_Available records_
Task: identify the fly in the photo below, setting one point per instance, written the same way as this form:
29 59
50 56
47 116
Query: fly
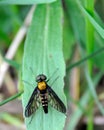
43 94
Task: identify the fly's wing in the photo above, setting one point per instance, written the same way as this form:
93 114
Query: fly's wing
33 103
55 101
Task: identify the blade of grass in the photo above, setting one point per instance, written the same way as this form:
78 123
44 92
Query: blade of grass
24 2
93 92
11 98
85 58
89 33
95 24
76 116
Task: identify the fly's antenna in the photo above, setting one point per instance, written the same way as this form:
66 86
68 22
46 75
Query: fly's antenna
53 74
54 80
28 83
32 71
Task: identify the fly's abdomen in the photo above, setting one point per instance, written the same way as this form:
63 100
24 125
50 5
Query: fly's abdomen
44 102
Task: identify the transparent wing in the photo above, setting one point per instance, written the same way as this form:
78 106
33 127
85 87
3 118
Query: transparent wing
55 101
33 103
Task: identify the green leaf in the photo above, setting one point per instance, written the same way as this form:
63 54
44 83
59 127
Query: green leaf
43 53
25 1
95 24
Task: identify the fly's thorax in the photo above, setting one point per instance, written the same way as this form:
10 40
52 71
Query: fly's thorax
42 85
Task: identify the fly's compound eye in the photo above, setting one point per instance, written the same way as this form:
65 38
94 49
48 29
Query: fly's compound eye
43 77
40 78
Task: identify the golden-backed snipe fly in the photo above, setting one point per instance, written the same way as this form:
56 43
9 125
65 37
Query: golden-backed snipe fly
43 94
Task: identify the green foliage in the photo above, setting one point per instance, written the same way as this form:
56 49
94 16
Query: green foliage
24 1
52 35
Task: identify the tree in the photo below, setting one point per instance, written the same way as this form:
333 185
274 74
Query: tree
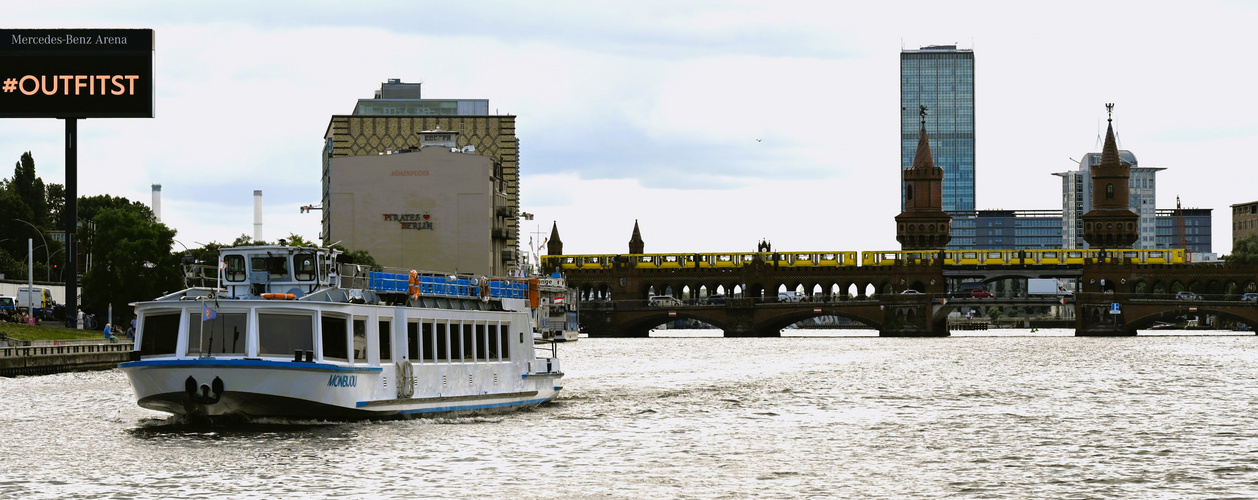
29 189
132 260
1244 251
55 200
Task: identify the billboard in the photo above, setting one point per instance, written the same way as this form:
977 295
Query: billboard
76 73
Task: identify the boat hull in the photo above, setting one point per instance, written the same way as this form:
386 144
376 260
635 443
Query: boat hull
286 389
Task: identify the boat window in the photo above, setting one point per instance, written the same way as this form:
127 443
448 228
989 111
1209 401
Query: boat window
503 341
456 341
274 266
443 353
303 266
492 339
482 343
159 334
282 334
413 341
336 339
234 268
385 334
224 334
360 340
429 349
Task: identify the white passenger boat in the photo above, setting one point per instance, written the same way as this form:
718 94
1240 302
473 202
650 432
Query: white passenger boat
287 333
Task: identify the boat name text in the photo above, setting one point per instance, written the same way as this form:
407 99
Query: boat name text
342 380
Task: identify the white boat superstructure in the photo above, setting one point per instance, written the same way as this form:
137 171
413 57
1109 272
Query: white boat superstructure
291 334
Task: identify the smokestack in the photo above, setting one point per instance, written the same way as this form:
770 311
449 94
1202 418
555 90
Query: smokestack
157 202
257 214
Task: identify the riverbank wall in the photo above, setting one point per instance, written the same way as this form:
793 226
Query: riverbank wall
48 357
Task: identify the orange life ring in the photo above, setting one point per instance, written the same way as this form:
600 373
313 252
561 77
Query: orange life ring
414 285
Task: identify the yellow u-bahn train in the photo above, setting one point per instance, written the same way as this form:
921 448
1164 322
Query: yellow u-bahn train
984 257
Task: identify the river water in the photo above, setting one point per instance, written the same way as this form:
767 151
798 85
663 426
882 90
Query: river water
980 414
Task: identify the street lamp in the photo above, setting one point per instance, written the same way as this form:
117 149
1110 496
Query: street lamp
48 273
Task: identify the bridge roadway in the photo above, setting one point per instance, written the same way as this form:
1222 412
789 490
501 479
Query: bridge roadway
1145 294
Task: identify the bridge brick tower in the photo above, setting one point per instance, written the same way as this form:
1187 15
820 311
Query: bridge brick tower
554 246
635 243
1111 223
924 226
1110 226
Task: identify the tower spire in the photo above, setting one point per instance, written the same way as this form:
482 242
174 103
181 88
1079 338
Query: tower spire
924 224
1111 223
635 243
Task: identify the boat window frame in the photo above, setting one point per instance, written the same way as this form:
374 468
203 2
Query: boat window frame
267 315
331 319
307 272
156 339
384 345
234 267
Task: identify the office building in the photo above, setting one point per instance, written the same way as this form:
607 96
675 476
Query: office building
1077 199
1244 221
941 78
1008 229
396 120
1185 228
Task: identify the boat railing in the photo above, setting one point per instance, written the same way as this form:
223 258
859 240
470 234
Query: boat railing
352 276
443 285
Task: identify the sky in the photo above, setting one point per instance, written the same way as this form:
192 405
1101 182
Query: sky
712 124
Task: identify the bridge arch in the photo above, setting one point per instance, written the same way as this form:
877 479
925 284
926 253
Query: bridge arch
1149 318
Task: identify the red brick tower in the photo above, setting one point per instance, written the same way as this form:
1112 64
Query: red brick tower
924 224
635 243
1111 223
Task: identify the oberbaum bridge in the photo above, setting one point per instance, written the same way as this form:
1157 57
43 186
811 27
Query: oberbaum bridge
1118 290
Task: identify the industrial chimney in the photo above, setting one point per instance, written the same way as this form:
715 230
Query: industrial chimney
157 202
257 214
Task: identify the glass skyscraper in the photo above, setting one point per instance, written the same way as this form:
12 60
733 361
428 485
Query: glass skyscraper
940 77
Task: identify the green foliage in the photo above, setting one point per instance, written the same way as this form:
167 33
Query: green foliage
1244 251
29 189
132 260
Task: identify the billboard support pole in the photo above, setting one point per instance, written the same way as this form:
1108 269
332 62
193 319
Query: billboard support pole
71 217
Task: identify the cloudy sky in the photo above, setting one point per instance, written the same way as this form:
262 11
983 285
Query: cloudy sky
713 124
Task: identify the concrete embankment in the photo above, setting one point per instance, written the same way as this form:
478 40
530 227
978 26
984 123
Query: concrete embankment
47 357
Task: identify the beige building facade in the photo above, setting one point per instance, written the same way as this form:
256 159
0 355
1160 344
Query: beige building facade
428 209
391 127
1244 221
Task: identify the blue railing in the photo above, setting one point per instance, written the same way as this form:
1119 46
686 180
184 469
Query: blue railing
444 286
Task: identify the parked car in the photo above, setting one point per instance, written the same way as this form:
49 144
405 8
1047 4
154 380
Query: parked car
1186 296
664 301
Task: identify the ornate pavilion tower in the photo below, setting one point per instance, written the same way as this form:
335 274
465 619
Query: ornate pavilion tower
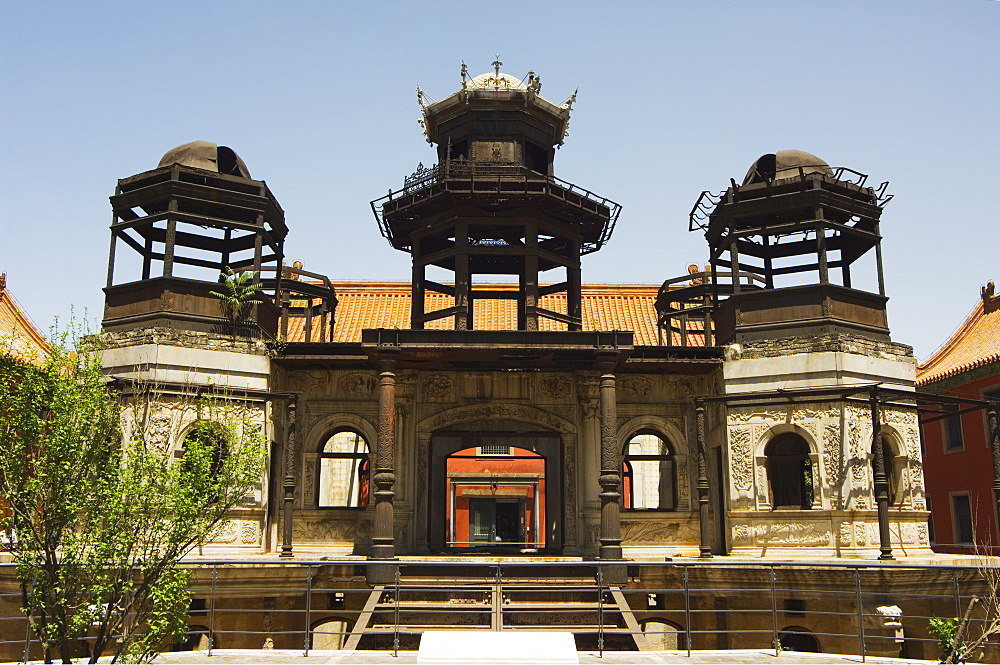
492 205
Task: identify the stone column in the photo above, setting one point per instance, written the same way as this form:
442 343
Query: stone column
289 482
383 546
611 461
704 522
880 478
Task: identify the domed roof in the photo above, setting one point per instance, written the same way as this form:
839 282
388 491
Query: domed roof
785 164
496 81
207 156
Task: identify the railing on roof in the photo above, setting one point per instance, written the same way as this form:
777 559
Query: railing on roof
502 177
314 301
680 606
707 201
685 312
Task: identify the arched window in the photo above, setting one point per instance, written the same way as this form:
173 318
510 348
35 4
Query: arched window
344 471
649 473
891 472
789 471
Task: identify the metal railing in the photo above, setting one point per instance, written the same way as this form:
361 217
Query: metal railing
866 609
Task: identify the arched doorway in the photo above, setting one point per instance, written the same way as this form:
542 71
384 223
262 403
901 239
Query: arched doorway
495 492
789 472
496 498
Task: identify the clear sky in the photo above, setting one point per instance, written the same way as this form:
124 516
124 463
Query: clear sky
674 98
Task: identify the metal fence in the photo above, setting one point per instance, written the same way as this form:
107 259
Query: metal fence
849 608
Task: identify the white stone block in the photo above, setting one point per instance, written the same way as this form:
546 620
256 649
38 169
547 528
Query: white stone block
452 647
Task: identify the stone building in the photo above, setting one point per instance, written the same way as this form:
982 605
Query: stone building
735 404
754 408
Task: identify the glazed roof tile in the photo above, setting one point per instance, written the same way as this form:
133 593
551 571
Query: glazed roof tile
387 305
976 343
18 335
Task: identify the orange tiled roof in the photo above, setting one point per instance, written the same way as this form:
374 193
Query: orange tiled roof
387 305
18 335
976 343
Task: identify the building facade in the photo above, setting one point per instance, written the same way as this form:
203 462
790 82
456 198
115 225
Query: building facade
957 446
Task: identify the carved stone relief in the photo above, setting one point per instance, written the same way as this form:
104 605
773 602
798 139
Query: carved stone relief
331 530
250 533
665 532
159 432
555 387
636 386
358 384
436 386
741 459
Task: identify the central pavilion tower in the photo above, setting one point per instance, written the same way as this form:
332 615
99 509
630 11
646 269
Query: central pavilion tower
492 206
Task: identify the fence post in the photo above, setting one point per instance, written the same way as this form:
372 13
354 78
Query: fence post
861 614
395 623
774 616
687 610
211 615
600 609
308 637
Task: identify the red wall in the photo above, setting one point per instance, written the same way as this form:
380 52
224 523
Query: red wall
969 469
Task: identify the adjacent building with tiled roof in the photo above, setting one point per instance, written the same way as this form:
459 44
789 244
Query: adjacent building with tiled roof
605 307
959 464
18 335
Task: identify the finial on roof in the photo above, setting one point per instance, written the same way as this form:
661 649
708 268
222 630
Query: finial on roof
569 102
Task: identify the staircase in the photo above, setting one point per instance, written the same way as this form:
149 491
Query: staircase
496 598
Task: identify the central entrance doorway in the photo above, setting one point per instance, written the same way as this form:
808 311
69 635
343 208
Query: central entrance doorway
495 492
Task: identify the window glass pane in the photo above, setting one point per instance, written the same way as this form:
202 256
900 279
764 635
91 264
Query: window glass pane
963 517
344 472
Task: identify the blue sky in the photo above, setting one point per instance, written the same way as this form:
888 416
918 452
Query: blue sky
674 98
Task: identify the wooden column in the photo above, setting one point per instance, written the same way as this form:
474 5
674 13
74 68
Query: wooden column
383 544
704 521
289 482
994 433
574 305
611 462
880 478
463 279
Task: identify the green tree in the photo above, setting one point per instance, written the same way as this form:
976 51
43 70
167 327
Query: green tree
98 518
241 292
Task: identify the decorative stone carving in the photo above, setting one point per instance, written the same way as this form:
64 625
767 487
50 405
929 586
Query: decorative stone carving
555 387
309 477
495 411
844 534
741 535
636 386
793 533
331 530
158 432
741 458
225 533
358 384
250 534
436 386
657 532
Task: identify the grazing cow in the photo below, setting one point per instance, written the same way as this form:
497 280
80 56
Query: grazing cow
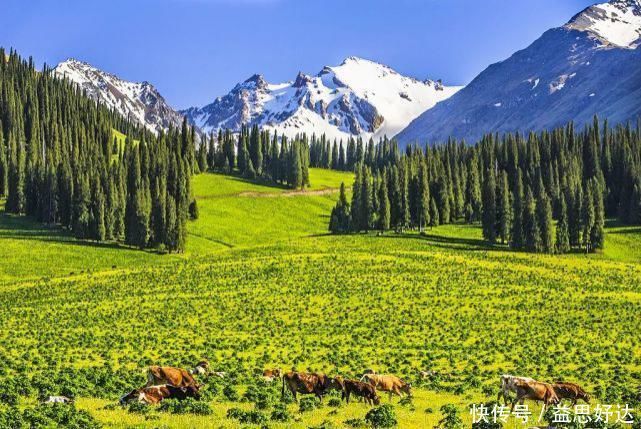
388 383
535 391
58 400
424 375
570 391
160 375
508 384
154 394
307 384
360 389
202 368
270 375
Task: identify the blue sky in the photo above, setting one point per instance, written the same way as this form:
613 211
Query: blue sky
195 50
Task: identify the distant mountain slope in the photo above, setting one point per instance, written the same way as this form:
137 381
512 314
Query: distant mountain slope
357 98
140 102
589 66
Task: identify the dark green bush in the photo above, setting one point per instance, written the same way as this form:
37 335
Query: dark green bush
230 393
185 406
381 417
308 404
249 417
280 414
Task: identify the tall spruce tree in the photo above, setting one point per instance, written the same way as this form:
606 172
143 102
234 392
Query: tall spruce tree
488 218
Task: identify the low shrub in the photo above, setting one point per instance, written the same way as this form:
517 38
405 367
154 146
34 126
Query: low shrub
186 406
382 417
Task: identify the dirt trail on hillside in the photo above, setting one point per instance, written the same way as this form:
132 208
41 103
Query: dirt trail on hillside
299 193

_Exercise instructions_
Give back exactly the lines that run from the line with "Task: identify the distant" through the close of the material, counting both ends, and nothing more.

_Reply_
Task: identify the distant mountain slope in the photo above, setting one point per instance, written the same way as this form:
137 381
512 314
Query: distant mountain slope
357 98
140 102
589 66
Task: identify the dark green bush in the photo above, setting one point per instance, written the same way as this form:
37 335
Query: dark green bush
230 393
185 406
381 417
308 404
249 417
280 414
Task: identify the tall spruce tree in the photo above, setting one point per instance, written the same way as this form:
606 172
143 102
234 392
Query: tall spruce tree
488 218
Task: identify the low shrub in the photo above, setting one point per instance, written the same way as this form:
517 38
405 367
154 146
34 126
Query: low shrub
186 406
382 417
Task: identify the dirt trail on hillside in the photo above, setting one point per instance, written the same way as this form:
132 208
41 103
Query: dirt trail on hillside
299 193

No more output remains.